SHORT EXERCISE: Count the lines below that contain the string "pick", treating case as significant, and give only that number.

RAW DATA:
++++
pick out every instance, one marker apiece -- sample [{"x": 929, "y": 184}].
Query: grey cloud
++++
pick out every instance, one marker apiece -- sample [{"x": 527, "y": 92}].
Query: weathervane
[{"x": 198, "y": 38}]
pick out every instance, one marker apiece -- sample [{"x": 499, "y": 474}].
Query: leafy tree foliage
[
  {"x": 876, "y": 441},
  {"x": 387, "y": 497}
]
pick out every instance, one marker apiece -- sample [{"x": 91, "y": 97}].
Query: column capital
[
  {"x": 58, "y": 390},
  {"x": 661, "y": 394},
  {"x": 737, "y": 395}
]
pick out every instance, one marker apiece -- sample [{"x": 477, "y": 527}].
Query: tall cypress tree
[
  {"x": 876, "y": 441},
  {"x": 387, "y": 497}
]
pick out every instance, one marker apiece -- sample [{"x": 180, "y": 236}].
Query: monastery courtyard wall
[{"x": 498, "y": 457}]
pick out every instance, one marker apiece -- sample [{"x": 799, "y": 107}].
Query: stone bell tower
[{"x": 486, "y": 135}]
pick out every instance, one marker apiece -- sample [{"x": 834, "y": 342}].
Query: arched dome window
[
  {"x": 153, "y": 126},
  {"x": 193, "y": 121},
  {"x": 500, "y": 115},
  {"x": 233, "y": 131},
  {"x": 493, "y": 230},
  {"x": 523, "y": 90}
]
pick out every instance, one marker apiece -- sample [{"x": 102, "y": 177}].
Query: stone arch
++++
FULL ANSWER: 9